(Collected data)
▶
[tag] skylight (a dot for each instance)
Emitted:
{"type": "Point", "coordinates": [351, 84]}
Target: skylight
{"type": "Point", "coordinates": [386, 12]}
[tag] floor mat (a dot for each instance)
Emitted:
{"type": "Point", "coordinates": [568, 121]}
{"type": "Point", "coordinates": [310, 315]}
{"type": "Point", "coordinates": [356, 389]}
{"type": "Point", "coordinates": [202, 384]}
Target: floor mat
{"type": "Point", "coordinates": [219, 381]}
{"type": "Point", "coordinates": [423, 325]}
◀
■ **Written request**
Output the entries exactly.

■ **Reply**
[tag] skylight (a dot for each instance)
Emitted:
{"type": "Point", "coordinates": [351, 84]}
Target: skylight
{"type": "Point", "coordinates": [386, 12]}
[tag] floor mat (a dot for each instance)
Emitted:
{"type": "Point", "coordinates": [568, 121]}
{"type": "Point", "coordinates": [310, 315]}
{"type": "Point", "coordinates": [356, 389]}
{"type": "Point", "coordinates": [202, 384]}
Target: floor mat
{"type": "Point", "coordinates": [219, 381]}
{"type": "Point", "coordinates": [423, 325]}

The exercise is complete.